»»

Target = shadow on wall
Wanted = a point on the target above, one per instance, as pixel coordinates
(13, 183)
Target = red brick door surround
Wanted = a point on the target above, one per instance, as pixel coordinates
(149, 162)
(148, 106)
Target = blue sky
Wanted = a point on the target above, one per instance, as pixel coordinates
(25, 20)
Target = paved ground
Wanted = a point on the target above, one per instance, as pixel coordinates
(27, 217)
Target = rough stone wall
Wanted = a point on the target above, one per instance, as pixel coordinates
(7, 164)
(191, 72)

««
»»

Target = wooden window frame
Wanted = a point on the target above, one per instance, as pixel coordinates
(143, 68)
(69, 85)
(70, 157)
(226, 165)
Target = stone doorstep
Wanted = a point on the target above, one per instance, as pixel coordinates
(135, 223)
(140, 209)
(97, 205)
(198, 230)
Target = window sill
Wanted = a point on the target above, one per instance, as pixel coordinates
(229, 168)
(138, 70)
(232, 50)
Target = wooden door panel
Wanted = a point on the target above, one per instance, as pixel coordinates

««

Return from the data every line that holds "wall".

» SOLUTION TO THIS EXERCISE
Target = shadow on wall
Target = rough stone wall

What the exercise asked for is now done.